4. Битва при Ангиари

   Лондонский картон (Королевская академия) двух женщин с двумя детьми не так хорош, и, вероятно, это более ранняя и менее стройная композиция Леонардо. В школе последователей (Luini, Ambrosiana) мы ее встречаем еще раз.
   О картине битвы, предназначенной для флорентийской думы, можно сказать немного, ибо композиция ее сохранилась даже не в картине, а в незаконченной поздней копии. Тем не менее обойти молчанием этот крайне важный вопрос невозможно.
   Леонардо больше других чинквечентистов интересовался лошадьми и из наблюдений над ними знал их природу [19]. Он работал долгие годы в Милане над конным монументом герцога Франческо Сфорца, но сделанная им модель никогда не была отлита, и гибель ее является одной из величайших потерь для искусства. Живостью движений Леонардо, кажется, хотел превзойти Коллеоне Верроккьо. Ему удалось создать тип скачущей и попирающей врага ногами лошади. Этот мотив зародился раньше и у Антонио Поллайоло [20]. Трактовку лошади у Леонардо некоторые порицали за ее якобы живописность. Если этот упрек и справедлив, то он может относиться только к этюдам. Кроме того, мотив скачущей лошади не был окончательным. Скорее можно предположить, что с течением времени художник достиг в переработке главного мотива спокойствия и простоты, какие мы наблюдали в этюдах к "Тайной вечере", и что под конец Леонардо остановился на спокойно шагающей лошади, причем были также значительно смягчены проектировавшиеся вначале сильные контрасты в повороте головы коня и всадника; по-видимому, была сохранена только рука всадника с командорским жезлом, отодвинутая назад, чем художник очевидно хотел обогатить силуэт и заполнить пустой угол позади всадника [21].

Фрагменты набора данных для разметки точками

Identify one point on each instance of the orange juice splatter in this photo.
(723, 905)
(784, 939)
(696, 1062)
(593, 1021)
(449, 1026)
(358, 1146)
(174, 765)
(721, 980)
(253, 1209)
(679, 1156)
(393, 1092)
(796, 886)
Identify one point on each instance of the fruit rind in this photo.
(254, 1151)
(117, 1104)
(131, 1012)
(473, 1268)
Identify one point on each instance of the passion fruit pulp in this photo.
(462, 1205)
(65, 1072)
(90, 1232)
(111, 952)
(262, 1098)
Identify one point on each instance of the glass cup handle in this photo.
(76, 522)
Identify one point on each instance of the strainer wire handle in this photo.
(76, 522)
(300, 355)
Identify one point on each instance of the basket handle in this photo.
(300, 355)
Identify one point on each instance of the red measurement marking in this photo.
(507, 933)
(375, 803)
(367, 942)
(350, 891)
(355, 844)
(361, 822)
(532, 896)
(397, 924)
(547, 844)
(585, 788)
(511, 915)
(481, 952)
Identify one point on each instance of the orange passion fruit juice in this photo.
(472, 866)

**Что требуется**
(a) Над каким монументом Леонардо долгие годы работал в Милане, согласно отрывку о Леонардо?
(b) Перепишите без изменений часть отрывка о Леонардо: начните с места, где стоят слова «4. Битва при Ангиари», и остановитесь после слов «встречаем еще раз.».
Перечень представляет собой отдельный материал.

**Данные ответы**
(a) Над конным монументом герцога Франческо Сфорца.

(b)
4. Битва при Ангиари

   Лондонский картон (Королевская академия) двух женщин с двумя детьми не так хорош, и, вероятно, это более ранняя и менее стройная композиция Леонардо. В школе последователей (Luini, Ambrosiana) мы ее встречаем еще раз.